Exercise input:
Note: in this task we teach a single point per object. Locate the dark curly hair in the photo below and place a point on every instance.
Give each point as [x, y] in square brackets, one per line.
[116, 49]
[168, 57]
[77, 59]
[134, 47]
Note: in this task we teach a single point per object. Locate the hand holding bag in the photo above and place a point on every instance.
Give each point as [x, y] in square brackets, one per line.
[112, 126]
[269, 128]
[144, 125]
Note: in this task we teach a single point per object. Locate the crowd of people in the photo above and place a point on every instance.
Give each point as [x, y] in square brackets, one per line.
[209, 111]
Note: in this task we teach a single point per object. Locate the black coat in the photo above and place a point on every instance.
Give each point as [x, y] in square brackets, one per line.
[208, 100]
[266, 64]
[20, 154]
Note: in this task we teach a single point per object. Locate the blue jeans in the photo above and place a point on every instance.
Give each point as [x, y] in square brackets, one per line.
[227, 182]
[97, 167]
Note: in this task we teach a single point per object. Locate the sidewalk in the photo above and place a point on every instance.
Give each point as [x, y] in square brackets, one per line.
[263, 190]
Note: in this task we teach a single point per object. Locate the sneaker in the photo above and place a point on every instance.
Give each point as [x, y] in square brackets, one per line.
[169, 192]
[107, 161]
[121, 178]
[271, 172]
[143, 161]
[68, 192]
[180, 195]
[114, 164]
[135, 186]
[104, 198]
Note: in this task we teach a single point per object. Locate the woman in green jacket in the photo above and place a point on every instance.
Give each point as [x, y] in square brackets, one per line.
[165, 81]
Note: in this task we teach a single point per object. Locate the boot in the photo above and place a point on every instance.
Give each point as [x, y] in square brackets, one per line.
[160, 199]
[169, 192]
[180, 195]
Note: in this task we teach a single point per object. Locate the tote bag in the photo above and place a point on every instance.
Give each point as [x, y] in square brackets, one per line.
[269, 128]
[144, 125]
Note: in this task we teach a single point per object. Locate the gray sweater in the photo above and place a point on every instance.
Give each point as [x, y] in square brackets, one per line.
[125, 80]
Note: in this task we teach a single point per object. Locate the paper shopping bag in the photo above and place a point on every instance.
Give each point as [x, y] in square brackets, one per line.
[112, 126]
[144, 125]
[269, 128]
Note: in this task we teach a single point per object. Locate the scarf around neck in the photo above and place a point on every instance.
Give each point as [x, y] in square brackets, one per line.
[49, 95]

Goal: Find the line that contains "Locate the gray". Repeat it and every line after it, exactly as written, up to and including the last line of the records above.

Solution for this exercise:
Note: in this task we teach a single point per object. Locate the gray sweater in the photo above and place a point on every instance.
Give each point as [x, y] in square brackets, one per line.
[125, 80]
Note: in this task we teach a single point per object. Locate the paper shopping bag in the photo above and place a point on every instance.
Give each point as [x, y] in square brackets, one per line.
[112, 126]
[144, 125]
[269, 128]
Note: in this task we teach a single point per object. Locate the scarf around neck in the photo above and place a point on every instance.
Give each point as [x, y] in square brackets, one per line.
[49, 95]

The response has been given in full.